Muestre cada una de las líneas de los datos que siguen en las que aparezca la cadena "positive". Distinga entre mayúsculas y minúsculas.

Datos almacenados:
= = = = =

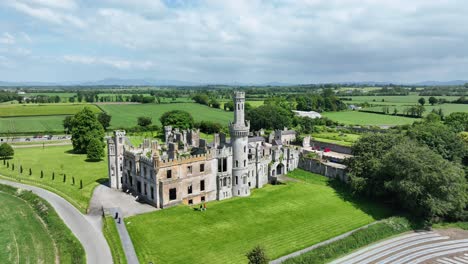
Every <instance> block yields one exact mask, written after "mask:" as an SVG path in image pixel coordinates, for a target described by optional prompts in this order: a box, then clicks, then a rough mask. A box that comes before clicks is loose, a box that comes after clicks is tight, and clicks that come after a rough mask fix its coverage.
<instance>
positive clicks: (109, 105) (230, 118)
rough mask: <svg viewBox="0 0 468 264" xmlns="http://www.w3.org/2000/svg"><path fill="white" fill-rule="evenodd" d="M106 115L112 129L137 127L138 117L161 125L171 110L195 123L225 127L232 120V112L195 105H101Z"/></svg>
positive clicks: (113, 104)
mask: <svg viewBox="0 0 468 264" xmlns="http://www.w3.org/2000/svg"><path fill="white" fill-rule="evenodd" d="M101 108H102V109H104V111H106V112H107V113H109V114H110V115H111V116H112V120H111V126H112V128H118V127H132V126H136V125H137V118H138V117H140V116H150V117H151V118H152V119H153V124H158V125H161V122H160V121H159V118H160V117H161V116H162V115H163V114H164V113H165V112H168V111H171V110H184V111H187V112H189V113H191V114H192V116H193V118H194V119H195V121H202V120H208V121H214V122H218V123H220V124H222V125H227V124H228V122H229V121H231V120H233V119H234V114H233V112H226V111H224V110H221V109H214V108H210V107H207V106H204V105H200V104H196V103H178V104H131V105H123V104H122V105H115V104H113V105H101Z"/></svg>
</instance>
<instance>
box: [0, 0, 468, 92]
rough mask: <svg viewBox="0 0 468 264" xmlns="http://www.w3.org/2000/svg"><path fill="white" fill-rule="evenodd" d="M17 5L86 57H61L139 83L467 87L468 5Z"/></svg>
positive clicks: (136, 3) (26, 14)
mask: <svg viewBox="0 0 468 264" xmlns="http://www.w3.org/2000/svg"><path fill="white" fill-rule="evenodd" d="M9 6H10V7H13V8H14V9H15V10H17V11H18V12H20V13H21V14H24V15H27V16H29V17H31V18H33V19H37V20H39V21H43V22H44V23H50V24H53V25H54V27H52V29H53V32H52V33H50V32H49V33H47V34H50V38H51V39H52V40H57V39H59V40H60V41H57V43H59V44H60V49H58V50H66V51H67V53H69V54H70V53H71V54H83V55H80V56H71V55H65V56H64V54H60V52H59V51H57V52H56V54H55V56H57V57H60V58H62V59H64V60H65V61H67V62H73V63H80V64H82V65H100V66H102V67H111V68H114V69H121V70H122V69H125V70H126V72H129V73H130V72H131V73H132V76H135V75H138V74H139V72H138V70H141V69H145V70H153V71H154V74H157V75H158V76H164V77H167V78H177V79H183V80H194V81H202V82H231V81H240V82H243V81H245V82H268V81H284V82H295V83H305V82H330V81H365V80H375V81H418V80H425V79H433V78H436V79H440V80H448V79H463V78H466V77H465V76H466V74H467V72H466V71H465V70H463V69H466V68H468V67H467V66H468V50H467V49H466V48H465V46H466V44H465V40H466V39H467V38H468V31H466V29H465V25H466V24H468V23H467V22H468V18H467V17H466V14H467V13H468V12H467V11H468V3H466V2H464V1H460V0H447V1H436V0H432V1H431V0H414V1H404V0H382V1H374V0H347V1H340V0H298V1H287V0H274V1H264V0H232V1H218V0H201V1H188V0H180V1H163V0H103V1H84V0H81V1H79V0H76V1H73V0H66V1H65V0H64V1H59V0H18V1H15V2H14V3H13V4H10V5H9ZM45 28H46V29H50V28H49V27H47V26H45ZM33 30H36V28H33V29H30V31H26V30H25V31H26V32H27V33H28V34H31V32H33ZM47 34H46V35H47ZM32 37H33V38H34V39H36V38H35V37H34V36H32ZM41 37H43V36H41ZM2 39H3V38H2ZM52 44H53V43H52ZM59 44H56V45H59ZM91 54H93V55H91ZM95 54H99V56H95ZM65 58H66V59H65ZM129 58H131V59H129ZM142 65H143V66H142ZM57 67H60V66H57ZM104 74H109V72H108V71H105V70H104V68H103V75H104ZM103 77H104V76H103ZM81 78H82V79H86V76H81Z"/></svg>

= = = = =

SU SOLUCIÓN:
positive clicks: (109, 105) (230, 118)
positive clicks: (113, 104)
positive clicks: (136, 3) (26, 14)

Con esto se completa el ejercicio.